Ce que la prison fait aux Palestiniens. Entretien avec Stéphanie Latte Abdallah
On parle de 40% pour le taux de la population palestinienne masculine ayant été incarcérée à un moment de sa vie depuis 1967. Pouvez-vous nous rappeler quelles sont ces populations emprisonnées et les raisons de leurs incarcérations ?
Il s’agit là de prisonniers que la société palestinienne nomme des prisonniers politiques ou des prisonniers de guerre et que les autorités israéliennes nomment elles des détenus de sécurité, et qui se différencient ainsi des droits communs. L’incarcération touche chaque famille palestinienne et constitue une expérience fondamentale, or cette incarcération massive n’avait pas été traitée dans sa dimension tout autant systémique - liée à l’occupation coloniale, à sa gestion d’une population ainsi qu’à sa gestion frontalière -, que politique et sociale. L’univers carcéral est omniprésent dans la société palestinienne. La détention n’est pas, le plus souvent, un moment circonscrit dans les trajectoires : plusieurs séjours en prison se succèdent, les aller-retours sont fréquents entre l’intérieur des établissements carcéraux et l’extérieur sauf lorsque les peines sont particulièrement longues. La lourdeur des condamnations étant une autre caractéristique majeure du système pénal israélien vis-à-vis des Palestiniens. Si ce livre se centre sur ce type d’incarcération dans les prisons israéliennes, il aborde aussi de façon moins centrale l’incarcération politique intra-palestinienne, qui s’est véritablement développée avec la scission entre le Hamas et le Fatah de 2006. Sans comparaison avec l’incarcération massive en Israël, elle touche des secteurs de plus en plus large de la société palestinienne avec le renforcement de l’autoritarisme en Cisjordanie et à Gaza.
Pour la société palestinienne, il est question en effet de prisonniers de guerre ou de prisonniers politiques dans la mesure où ils s’opposent par leur engagement partisan, leurs mobilisations dans des manifestations, au sein de la résistance populaire ou sur les réseaux sociaux, et parfois par l’action violente et armée, à l’occupation et à la poursuite de la colonisation de la Palestine. Il faut cependant préciser que les cas qualifiés par les tribunaux d’« activité terroriste hostile » sont une minorité (20%) de ceux traités par les tribunaux militaires de Cisjordanie à présent, et au sein de cette catégorie, moins de 1% concerne des homicides volontaires ou involontaires. La plupart des cas relevant de cette catégorie sont des activités ou des liens avec des partis politiques ou des associations militantes, sachant que tous les partis politiques sont considérés comme illégaux, même le Fatah, au fondement de l’Autorité palestinienne et du processus de paix d’Oslo.

------------------------------

__Consigne a__:
Quelles lignes des entrées ci-dessous contiennent la chaîne « vase » ? Listez-les toutes, en tenant compte de la casse.
L'entretien et les entrées n'ont pas la même provenance.

Entrées d'un jeu de données sur l'emplacement d'objets
------------------------------

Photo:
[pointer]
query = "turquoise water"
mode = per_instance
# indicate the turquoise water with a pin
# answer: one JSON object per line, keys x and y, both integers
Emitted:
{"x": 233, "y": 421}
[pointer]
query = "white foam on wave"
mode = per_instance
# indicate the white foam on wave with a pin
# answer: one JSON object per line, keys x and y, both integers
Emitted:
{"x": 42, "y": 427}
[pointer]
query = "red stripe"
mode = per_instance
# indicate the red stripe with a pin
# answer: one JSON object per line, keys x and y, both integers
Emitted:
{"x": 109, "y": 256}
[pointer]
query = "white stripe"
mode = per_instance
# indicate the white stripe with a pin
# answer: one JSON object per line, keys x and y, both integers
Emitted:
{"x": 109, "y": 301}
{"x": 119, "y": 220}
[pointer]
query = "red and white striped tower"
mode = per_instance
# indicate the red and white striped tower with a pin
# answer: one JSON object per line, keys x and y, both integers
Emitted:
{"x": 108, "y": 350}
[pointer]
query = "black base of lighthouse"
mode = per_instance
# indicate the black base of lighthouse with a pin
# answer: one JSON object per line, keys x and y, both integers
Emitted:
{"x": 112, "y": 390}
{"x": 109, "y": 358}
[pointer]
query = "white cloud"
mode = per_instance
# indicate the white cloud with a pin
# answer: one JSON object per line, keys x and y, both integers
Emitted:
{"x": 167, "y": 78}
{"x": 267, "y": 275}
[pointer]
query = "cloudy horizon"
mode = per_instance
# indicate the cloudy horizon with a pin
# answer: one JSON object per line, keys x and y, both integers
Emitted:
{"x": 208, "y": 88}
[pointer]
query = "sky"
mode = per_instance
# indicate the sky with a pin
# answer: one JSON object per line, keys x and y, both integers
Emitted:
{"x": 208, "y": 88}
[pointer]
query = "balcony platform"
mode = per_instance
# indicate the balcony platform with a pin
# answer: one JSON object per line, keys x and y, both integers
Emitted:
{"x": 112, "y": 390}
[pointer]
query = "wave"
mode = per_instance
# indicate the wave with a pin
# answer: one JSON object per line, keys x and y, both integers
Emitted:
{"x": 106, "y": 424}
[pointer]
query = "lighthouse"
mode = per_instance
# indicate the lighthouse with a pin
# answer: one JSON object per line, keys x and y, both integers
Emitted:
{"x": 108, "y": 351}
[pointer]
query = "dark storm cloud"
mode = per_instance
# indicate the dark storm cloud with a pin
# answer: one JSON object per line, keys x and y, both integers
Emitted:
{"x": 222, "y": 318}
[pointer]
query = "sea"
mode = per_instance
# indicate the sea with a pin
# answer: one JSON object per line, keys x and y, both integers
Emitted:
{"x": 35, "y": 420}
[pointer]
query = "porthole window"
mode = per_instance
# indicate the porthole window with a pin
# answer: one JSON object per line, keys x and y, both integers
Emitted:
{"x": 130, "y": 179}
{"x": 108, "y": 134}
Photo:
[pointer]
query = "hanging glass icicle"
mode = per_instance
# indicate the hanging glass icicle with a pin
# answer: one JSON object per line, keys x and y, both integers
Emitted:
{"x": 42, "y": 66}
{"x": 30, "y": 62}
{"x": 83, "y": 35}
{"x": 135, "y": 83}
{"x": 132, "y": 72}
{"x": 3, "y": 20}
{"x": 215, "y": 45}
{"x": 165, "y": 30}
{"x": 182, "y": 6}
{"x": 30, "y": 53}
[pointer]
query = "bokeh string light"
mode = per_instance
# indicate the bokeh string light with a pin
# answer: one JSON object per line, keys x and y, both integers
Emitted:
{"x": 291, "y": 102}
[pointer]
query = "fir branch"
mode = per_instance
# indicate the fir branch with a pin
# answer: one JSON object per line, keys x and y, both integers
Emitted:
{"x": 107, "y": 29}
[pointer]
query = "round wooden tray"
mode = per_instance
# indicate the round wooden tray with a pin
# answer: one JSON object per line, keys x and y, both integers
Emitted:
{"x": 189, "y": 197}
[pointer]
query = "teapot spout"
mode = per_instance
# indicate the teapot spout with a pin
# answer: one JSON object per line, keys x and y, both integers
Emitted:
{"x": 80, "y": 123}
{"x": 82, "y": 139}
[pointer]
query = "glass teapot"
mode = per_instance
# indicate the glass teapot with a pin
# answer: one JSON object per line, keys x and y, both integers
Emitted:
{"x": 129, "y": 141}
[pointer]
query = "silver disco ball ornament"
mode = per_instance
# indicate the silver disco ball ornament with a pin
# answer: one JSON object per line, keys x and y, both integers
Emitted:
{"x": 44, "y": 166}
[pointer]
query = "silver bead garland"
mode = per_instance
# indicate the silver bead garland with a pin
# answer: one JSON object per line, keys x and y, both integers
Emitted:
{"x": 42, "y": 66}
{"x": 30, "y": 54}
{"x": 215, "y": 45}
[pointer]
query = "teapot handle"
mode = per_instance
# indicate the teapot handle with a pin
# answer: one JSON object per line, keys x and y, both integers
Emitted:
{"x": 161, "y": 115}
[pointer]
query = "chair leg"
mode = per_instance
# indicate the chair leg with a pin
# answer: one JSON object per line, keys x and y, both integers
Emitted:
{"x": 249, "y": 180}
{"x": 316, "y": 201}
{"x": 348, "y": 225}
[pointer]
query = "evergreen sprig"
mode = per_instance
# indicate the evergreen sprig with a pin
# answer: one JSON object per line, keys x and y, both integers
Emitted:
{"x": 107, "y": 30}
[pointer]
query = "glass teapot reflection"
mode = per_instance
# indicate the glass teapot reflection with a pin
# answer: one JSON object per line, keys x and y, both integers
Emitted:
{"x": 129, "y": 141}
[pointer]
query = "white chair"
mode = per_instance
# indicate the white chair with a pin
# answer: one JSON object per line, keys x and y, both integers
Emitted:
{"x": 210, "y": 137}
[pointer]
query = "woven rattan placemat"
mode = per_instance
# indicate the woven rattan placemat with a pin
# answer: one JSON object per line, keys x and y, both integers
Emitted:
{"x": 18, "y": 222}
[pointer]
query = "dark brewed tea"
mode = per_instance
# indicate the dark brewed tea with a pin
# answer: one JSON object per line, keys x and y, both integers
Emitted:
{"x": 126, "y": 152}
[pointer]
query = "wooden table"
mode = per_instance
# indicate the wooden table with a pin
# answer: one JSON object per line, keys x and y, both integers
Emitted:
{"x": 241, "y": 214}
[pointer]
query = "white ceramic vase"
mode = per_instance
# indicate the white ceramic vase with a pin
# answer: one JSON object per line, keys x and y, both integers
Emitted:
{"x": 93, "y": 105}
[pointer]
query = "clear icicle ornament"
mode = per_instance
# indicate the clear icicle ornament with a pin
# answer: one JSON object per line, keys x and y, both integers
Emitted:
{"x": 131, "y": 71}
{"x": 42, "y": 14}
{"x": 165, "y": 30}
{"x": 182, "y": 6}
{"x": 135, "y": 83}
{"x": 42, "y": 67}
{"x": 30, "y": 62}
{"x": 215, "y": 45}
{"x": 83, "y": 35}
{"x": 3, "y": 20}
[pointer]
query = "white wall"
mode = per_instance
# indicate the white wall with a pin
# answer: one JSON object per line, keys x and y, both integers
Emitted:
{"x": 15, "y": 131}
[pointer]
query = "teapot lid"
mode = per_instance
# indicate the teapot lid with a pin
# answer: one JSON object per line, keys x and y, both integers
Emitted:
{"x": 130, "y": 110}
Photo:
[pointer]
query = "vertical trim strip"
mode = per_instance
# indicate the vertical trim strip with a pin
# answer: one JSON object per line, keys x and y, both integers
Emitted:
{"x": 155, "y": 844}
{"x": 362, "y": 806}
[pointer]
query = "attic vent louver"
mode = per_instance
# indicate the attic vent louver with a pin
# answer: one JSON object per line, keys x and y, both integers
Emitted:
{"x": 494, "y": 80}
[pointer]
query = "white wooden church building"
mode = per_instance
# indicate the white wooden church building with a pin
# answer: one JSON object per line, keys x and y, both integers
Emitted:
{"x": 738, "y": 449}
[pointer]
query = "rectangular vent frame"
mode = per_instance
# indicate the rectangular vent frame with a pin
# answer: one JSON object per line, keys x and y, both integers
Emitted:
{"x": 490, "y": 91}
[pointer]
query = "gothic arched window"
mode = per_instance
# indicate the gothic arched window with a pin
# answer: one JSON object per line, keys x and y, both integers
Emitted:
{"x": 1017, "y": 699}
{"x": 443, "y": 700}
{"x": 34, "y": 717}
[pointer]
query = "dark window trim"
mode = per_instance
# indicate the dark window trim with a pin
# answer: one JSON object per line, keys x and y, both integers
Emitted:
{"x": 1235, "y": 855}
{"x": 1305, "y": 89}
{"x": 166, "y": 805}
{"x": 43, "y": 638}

------------------------------

__Consigne b__:
Reproduisez fidèlement le passage de l'entretien situé entre « Ce que la prison » et « leurs incarcérations ? », bornes incluses.

__Réponse rédigée a__:
query = "white ceramic vase"
# indicate the white ceramic vase with a pin

__Réponse rédigée b__:
Ce que la prison fait aux Palestiniens. Entretien avec Stéphanie Latte Abdallah
On parle de 40% pour le taux de la population palestinienne masculine ayant été incarcérée à un moment de sa vie depuis 1967. Pouvez-vous nous rappeler quelles sont ces populations emprisonnées et les raisons de leurs incarcérations ?